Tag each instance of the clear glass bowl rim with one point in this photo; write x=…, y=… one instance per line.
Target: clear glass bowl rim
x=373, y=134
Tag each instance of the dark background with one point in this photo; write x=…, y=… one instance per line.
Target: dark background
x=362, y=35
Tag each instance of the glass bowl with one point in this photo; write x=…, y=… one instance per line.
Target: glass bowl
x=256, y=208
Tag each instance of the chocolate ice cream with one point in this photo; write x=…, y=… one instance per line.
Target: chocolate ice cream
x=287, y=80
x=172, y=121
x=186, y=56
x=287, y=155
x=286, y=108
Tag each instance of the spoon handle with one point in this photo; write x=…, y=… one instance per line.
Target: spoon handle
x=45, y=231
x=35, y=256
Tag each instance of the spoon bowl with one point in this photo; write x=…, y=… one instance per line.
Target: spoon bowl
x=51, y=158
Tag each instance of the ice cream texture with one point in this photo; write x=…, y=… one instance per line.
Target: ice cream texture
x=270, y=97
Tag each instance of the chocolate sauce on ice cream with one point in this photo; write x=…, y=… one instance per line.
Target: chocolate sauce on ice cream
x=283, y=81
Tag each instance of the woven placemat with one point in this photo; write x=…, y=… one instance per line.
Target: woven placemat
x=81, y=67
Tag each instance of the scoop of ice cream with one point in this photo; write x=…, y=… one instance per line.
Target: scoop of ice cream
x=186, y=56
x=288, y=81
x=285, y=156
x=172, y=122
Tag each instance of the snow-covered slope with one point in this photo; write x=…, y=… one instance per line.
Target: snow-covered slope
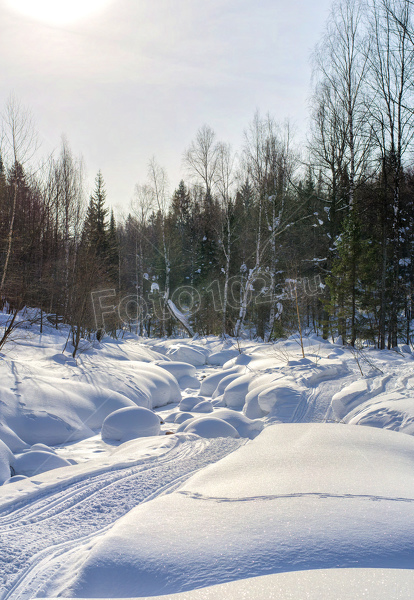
x=302, y=486
x=299, y=496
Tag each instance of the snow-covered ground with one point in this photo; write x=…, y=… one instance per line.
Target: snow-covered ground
x=205, y=469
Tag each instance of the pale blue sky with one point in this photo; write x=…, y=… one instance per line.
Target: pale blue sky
x=138, y=78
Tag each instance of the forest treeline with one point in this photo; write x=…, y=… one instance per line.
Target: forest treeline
x=268, y=238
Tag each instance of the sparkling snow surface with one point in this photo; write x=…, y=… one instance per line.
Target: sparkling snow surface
x=305, y=503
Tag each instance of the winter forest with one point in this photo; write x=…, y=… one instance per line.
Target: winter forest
x=265, y=240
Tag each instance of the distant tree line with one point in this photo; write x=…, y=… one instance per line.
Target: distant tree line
x=267, y=239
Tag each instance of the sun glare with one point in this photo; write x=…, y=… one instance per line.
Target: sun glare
x=57, y=12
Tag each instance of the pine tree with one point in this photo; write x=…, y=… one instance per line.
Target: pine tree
x=96, y=230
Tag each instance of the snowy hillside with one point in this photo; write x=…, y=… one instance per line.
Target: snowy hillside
x=156, y=467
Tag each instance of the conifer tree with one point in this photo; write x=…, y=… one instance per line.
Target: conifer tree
x=96, y=230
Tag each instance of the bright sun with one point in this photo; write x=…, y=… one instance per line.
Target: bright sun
x=57, y=12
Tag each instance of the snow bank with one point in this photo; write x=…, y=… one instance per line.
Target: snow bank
x=187, y=404
x=188, y=354
x=6, y=460
x=11, y=439
x=210, y=427
x=178, y=369
x=129, y=423
x=220, y=358
x=388, y=411
x=210, y=383
x=182, y=417
x=322, y=584
x=298, y=497
x=236, y=392
x=38, y=461
x=283, y=400
x=204, y=406
x=245, y=427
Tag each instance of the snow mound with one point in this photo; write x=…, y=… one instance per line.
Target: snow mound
x=6, y=460
x=236, y=392
x=218, y=359
x=282, y=400
x=321, y=584
x=129, y=423
x=178, y=369
x=187, y=404
x=187, y=354
x=349, y=397
x=387, y=411
x=210, y=383
x=34, y=462
x=297, y=497
x=245, y=427
x=223, y=383
x=11, y=439
x=210, y=427
x=204, y=406
x=189, y=382
x=182, y=417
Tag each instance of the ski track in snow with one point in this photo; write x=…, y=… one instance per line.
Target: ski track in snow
x=32, y=536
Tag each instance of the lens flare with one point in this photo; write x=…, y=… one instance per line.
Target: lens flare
x=58, y=12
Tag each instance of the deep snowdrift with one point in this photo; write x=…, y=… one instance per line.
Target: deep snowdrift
x=299, y=496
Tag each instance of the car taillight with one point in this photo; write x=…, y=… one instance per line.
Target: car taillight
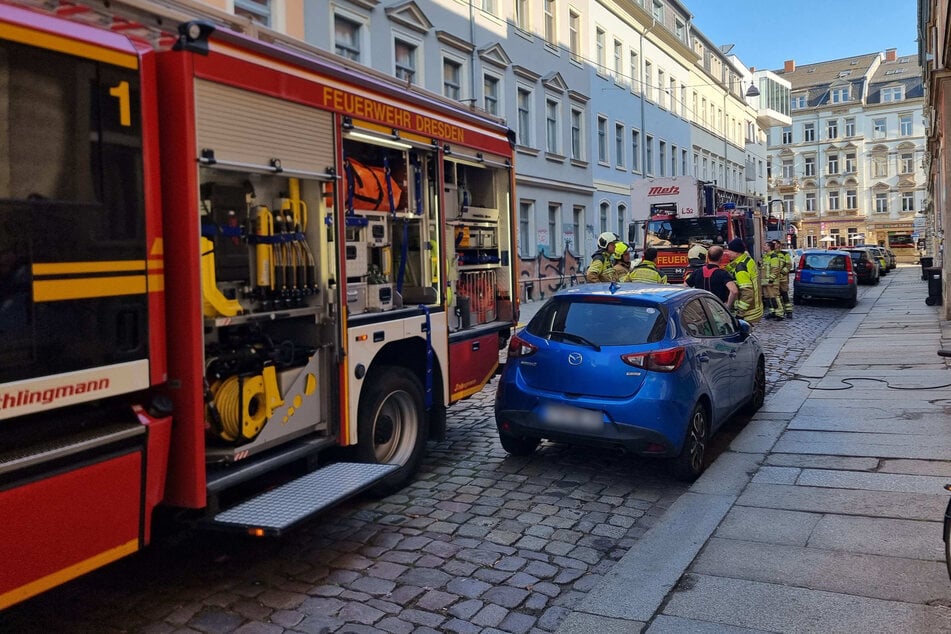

•••••

__Given instruction__:
Retype all of the records above line for line, without changing a character, but leave out the pictures.

__Right answer__:
Tag each instance of the clear glass bowl rim with one point in this photo; write x=…, y=… one instance per line.
Target: clear glass bowl rim
x=373, y=134
Tag each instance of the dark background with one point in this photo; write x=…, y=… one instance per line.
Target: dark background
x=362, y=35
Tag each instance of the glass bowl with one point in this photo; write x=…, y=… one instance per line.
Target: glass bowl
x=256, y=208
Tag each instance of the chocolate ice cream with one point in this photo; write x=…, y=… one instance per line.
Target: chocolate ice cream
x=287, y=80
x=172, y=121
x=186, y=56
x=287, y=155
x=286, y=108
Tag each instance of the spoon handle with one point in this photo; write x=…, y=… one instance per line.
Target: spoon handle
x=45, y=231
x=35, y=256
Tag each instance of the spoon bowl with one point in this photo; write x=…, y=… one instance per line.
Target: spoon bowl
x=51, y=158
Tag each instance of the ice cream texture with one point in this photo; write x=…, y=… one instance per line.
Target: ice cream texture
x=270, y=97
Tag each instance of the chocolate sauce on ice cream with one point in this photo; write x=…, y=… one instance per line.
Target: chocolate sauce on ice cream
x=283, y=81
Tag each instance of the woven placemat with one point in this photo; write x=…, y=… one instance per line.
Target: woven placemat
x=81, y=67
Tag each instance of the scoop of ice cream with one point in this photo; write x=…, y=… one instance per line.
Target: scoop of ice cream
x=186, y=56
x=288, y=81
x=285, y=156
x=172, y=122
Tag each instance of the snow-covered slope with one point in this photo; write x=…, y=… one instance per line.
Target: snow-covered slope
x=302, y=486
x=299, y=496
Tag each instance of the snow-covered ground with one point in this photo; write x=…, y=… one instance per line.
Target: snow-covered ground
x=205, y=469
Tag each instance of the pale blue sky with one point in this photo; write x=…, y=… one instance per line.
Target: pale blue sky
x=138, y=78
Tag each instance of the forest treeline with one point in this photo; write x=…, y=… one instance per line.
Target: forest treeline
x=268, y=238
Tag each instance of the sparkling snow surface with one point in this photo; write x=…, y=… one instance per line.
Target: sparkling snow surface
x=305, y=503
Tag each instance of the winter forest with one point in this photo; write x=…, y=… one instance per line.
Target: winter forest
x=265, y=240
Tag each instance of the distant tree line with one point in this photo; write x=…, y=… one instance per line.
Target: distant tree line
x=267, y=239
Tag each instance of the sun glare with one point in this photo; write x=…, y=… one instance per line.
Target: sun glare
x=57, y=12
Tag each instance of the pine tree with one point in this photo; write x=…, y=… one instance per line.
Target: pine tree
x=96, y=230
Tag each instance of the snowy hillside with one point in this photo; write x=…, y=… one instance per line.
Target: snowy hillside
x=156, y=467
Tag each instance of the conifer tree with one point in this photo; write x=…, y=… one instance per line.
Target: conifer tree
x=96, y=230
Tag each instance of the bright sun with one point in this photo; write x=…, y=… one instance per line.
Target: bright sun
x=57, y=12
Tag each instance of the snow bank with one point in this photo; write x=…, y=… one instance per line.
Target: snow bank
x=187, y=404
x=188, y=354
x=6, y=460
x=11, y=439
x=210, y=427
x=178, y=369
x=129, y=423
x=220, y=358
x=388, y=411
x=210, y=383
x=182, y=417
x=322, y=584
x=298, y=497
x=236, y=392
x=38, y=461
x=283, y=400
x=204, y=406
x=245, y=427
Tag each instance of the snow mound with one point in this photo; write x=…, y=… one instance per line.
Target: snow mound
x=6, y=460
x=236, y=392
x=218, y=359
x=282, y=400
x=321, y=584
x=129, y=423
x=178, y=369
x=187, y=404
x=187, y=354
x=349, y=397
x=387, y=411
x=210, y=383
x=34, y=462
x=297, y=497
x=245, y=427
x=223, y=383
x=11, y=439
x=210, y=427
x=204, y=406
x=189, y=382
x=182, y=417
Tag each instance of the ski track in snow with one point in this photo; write x=…, y=… one instance per line.
Target: ski track in snow
x=32, y=536
Tag each instance of the lens flare with one point in this photo; write x=…, y=… one instance per line.
Target: lens flare
x=58, y=12
Tag each instance of the deep snowdrift with one point in this photo; write x=…, y=… one instance per line.
Target: deep snowdrift
x=299, y=496
Tag each instance of the car taillight with one point in this photo; write x=…, y=… one instance per line.
Target: car taillight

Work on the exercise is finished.